Posted: 7:09 pm Wednesday, November 30th, 2011

Dwyer coach Jack Daniels talks Georgia commit Faton Bauta, St. Thomas Aquinas 

By Matt Porter

After Tuesday’s practice at Dwyer, coach Jack Daniels talked about the development of senior quarterback Faton Bauta, who recently committed to Georgia, and this week’s opponent in the Class 7A regional final, St. Thomas Aquinas.

Daniels said he can’t remember a player making this kind of improvement in such a short period of time. Bauta, who moved from Brooklyn, N.Y. to South Florida last winter, had never been a full-time quarterback at Brooklyn’s Poly Prep, splitting time in the backfield and at linebacker.

But Bauta (6-3, 225, No. 16 on the Big Board) always wanted to be a quarterback, and that’s what Georgia sees in him. They’ll need Bauta’s best — plus that stout Dwyer defense — to upend Aquinas, which has made the playoffs in each of the last 21 seasons.

[Excerpted data]:
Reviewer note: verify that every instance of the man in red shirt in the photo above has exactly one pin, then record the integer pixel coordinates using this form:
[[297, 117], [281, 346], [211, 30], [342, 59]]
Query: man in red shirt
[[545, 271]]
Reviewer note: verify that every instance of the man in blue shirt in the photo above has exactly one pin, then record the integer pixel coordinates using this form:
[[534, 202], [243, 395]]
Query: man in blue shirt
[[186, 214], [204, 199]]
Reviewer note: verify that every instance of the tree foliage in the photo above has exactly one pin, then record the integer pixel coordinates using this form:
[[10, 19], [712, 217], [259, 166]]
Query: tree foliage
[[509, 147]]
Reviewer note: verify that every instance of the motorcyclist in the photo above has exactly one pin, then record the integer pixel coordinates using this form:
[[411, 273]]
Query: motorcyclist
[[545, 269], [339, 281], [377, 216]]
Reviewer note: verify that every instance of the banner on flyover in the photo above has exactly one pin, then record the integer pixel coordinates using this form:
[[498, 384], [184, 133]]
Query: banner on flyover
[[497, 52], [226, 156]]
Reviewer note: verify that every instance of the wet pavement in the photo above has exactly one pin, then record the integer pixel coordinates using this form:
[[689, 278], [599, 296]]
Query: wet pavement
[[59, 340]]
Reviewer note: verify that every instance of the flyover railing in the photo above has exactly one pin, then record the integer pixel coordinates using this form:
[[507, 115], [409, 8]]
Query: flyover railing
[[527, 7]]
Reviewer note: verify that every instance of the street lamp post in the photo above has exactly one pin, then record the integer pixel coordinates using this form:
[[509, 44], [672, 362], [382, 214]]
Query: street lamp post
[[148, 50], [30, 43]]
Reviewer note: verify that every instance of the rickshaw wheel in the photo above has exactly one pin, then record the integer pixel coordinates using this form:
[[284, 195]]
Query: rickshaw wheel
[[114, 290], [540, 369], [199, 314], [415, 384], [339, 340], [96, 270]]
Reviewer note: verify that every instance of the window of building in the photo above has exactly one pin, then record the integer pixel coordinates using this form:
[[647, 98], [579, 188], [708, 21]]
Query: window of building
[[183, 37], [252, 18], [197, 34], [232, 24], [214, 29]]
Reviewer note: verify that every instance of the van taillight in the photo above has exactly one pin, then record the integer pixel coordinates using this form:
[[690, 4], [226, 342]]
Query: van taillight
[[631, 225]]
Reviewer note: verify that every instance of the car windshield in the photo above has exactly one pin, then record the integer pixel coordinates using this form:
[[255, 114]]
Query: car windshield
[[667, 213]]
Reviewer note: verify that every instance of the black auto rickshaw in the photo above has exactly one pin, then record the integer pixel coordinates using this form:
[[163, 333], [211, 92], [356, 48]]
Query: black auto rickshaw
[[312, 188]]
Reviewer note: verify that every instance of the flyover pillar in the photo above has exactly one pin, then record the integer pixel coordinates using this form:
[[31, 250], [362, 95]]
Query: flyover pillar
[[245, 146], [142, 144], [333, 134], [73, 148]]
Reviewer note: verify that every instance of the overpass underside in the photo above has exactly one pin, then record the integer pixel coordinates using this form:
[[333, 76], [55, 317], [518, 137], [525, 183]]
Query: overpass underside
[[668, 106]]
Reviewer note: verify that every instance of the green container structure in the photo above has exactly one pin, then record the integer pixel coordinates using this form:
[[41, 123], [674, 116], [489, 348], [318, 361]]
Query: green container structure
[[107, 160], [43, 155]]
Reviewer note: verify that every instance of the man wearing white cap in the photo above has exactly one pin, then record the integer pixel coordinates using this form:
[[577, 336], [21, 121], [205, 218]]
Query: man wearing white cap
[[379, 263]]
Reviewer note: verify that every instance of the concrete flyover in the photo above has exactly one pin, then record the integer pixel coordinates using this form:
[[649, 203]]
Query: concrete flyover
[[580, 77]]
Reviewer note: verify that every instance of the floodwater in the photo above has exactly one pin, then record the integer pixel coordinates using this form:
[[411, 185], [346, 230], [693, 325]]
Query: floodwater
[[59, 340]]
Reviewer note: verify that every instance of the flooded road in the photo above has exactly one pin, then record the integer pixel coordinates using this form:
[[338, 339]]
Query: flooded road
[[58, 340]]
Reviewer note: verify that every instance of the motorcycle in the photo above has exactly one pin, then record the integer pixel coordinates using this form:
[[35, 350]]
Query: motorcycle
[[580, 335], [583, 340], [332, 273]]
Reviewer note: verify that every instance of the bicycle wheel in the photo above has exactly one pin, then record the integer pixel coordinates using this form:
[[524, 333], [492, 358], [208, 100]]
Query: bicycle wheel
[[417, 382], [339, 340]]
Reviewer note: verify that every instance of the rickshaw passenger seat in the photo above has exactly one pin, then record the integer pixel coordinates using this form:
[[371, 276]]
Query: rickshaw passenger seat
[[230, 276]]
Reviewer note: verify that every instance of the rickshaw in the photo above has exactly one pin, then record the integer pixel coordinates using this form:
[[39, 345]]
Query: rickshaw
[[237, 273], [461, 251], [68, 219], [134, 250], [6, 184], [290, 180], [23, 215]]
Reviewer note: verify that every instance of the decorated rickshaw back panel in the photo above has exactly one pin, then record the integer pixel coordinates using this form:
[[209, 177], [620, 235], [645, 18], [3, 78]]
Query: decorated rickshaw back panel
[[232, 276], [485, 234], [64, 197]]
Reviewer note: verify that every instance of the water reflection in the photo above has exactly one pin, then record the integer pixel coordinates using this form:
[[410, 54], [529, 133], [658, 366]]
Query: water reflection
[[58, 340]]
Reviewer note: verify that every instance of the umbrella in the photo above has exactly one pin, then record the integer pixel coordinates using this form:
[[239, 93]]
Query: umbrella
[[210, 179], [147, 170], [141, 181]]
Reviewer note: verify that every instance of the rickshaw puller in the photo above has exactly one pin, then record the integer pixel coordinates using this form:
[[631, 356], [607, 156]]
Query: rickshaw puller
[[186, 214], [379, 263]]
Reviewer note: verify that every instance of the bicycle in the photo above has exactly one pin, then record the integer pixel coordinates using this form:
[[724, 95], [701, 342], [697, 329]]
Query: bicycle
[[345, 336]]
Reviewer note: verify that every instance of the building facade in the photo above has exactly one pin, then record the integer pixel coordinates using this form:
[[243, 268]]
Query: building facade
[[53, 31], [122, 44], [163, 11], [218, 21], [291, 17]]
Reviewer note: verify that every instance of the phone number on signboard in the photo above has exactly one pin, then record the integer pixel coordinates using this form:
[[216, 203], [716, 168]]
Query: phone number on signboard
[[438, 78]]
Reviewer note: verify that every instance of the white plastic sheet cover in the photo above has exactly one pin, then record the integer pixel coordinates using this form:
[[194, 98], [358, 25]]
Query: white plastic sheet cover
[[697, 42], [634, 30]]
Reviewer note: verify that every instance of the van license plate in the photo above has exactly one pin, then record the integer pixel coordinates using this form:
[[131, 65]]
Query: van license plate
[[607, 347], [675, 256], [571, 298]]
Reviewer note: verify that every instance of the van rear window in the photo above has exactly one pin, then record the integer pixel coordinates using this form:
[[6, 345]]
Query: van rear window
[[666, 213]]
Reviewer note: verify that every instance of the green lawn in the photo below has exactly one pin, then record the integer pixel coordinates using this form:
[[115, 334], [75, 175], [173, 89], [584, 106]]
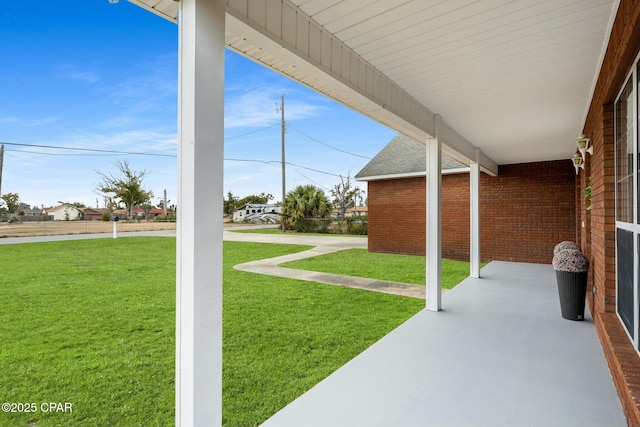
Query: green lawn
[[92, 322], [289, 232], [396, 268]]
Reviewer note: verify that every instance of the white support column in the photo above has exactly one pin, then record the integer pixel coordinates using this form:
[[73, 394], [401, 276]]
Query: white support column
[[474, 246], [200, 194], [434, 222]]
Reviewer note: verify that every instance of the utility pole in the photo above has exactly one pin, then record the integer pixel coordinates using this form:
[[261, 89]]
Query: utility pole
[[1, 160], [284, 187], [164, 205]]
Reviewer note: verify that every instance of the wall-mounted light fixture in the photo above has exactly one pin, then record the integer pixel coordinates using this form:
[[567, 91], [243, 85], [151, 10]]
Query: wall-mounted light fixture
[[578, 161], [584, 146]]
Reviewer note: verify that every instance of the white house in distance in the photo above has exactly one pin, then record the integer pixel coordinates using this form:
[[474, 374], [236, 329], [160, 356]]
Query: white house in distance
[[253, 212]]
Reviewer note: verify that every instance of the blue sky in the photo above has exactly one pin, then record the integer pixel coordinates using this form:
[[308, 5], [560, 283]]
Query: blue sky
[[94, 75]]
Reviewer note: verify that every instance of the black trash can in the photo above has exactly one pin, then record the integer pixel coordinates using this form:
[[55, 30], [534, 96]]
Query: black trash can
[[572, 289]]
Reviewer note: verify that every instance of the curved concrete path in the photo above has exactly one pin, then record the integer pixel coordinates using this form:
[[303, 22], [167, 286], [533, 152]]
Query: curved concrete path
[[322, 245]]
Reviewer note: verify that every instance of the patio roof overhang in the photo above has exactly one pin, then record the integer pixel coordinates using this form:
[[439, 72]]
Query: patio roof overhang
[[485, 83]]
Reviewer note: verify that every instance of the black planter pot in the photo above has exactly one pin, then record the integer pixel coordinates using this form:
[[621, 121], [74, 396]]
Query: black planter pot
[[572, 289]]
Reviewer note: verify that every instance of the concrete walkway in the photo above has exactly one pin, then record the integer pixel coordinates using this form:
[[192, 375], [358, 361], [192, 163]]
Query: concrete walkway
[[322, 245]]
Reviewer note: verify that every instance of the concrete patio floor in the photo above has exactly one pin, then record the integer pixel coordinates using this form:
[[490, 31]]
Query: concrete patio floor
[[499, 354]]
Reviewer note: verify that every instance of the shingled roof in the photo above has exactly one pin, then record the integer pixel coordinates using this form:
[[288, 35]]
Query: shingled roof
[[403, 157]]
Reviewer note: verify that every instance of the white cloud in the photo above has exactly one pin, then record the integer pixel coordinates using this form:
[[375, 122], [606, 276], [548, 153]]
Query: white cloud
[[83, 76]]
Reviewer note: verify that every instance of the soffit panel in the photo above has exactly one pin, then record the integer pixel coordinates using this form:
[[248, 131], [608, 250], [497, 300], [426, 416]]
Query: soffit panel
[[512, 77], [504, 74]]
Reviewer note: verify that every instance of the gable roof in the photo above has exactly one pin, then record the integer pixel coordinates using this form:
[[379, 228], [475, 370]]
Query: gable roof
[[404, 157]]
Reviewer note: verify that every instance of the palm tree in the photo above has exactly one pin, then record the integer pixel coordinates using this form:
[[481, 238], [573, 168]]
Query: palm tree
[[304, 206]]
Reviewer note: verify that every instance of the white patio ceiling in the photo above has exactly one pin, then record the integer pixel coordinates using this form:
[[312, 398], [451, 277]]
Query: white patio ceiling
[[513, 78]]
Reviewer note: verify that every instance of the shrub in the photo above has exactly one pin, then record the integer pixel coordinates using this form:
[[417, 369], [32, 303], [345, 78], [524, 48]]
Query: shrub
[[570, 260]]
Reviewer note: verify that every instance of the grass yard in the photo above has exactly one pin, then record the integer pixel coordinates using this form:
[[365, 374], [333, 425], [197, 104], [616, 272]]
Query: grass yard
[[92, 323], [290, 232], [392, 267]]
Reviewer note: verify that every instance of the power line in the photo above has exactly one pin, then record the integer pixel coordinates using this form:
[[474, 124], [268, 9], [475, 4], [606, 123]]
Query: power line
[[93, 150], [279, 162], [62, 154], [251, 132], [327, 145], [316, 183]]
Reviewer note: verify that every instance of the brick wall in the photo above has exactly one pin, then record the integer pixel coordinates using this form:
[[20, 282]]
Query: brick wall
[[525, 211]]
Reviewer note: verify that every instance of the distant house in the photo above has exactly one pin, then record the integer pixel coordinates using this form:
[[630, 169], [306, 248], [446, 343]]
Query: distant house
[[258, 213], [524, 210], [64, 212], [94, 214], [139, 213], [356, 211]]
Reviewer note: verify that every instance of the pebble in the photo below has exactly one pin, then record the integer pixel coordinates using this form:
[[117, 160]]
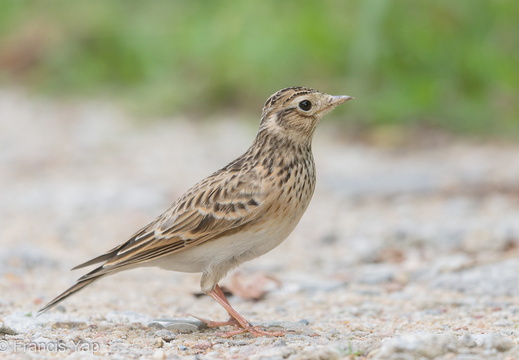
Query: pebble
[[166, 335]]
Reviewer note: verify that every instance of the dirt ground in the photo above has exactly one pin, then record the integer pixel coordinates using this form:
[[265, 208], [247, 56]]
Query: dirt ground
[[402, 254]]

[Task instructions]:
a – List every school named in the football article.
b – Continue the football article about Dwyer and Faton Bauta from the end of its last paragraph.
The data has no connection to the football article.

[Per-task answers]:
a – Dwyer, Georgia, St. Thomas Aquinas, Poly Prep

b –
Here’s the full interview:

We talked in the preseason about how Faton needed to improve his accuracy, his reads and his speed getting rid of the ball. How has he improved since then?

JACK DANIELS: I mean, first of all he’s physically gifted, so he has that going for him. But he’s also one of the hardest working kids that’s ever played here. He’s just a, uh … how do I say it? He just wants it so bad. It’s like watching a six-year-old, when I first met him and saw him play, to a kid that’s now a college player. That’s the progression he’s made as far as throwing the football. I’ve never seen such a remarkable improvement with any player ever.

The reps. The game slowed down for him a little bit. Confidence in his own abilities. He’s always had the physical tools. He had to work on some mechanical things. He’s put it all together.

Some of the throws he’s made in the last couple games have been like, stuff Jacoby did. Plus he can beat you with his legs.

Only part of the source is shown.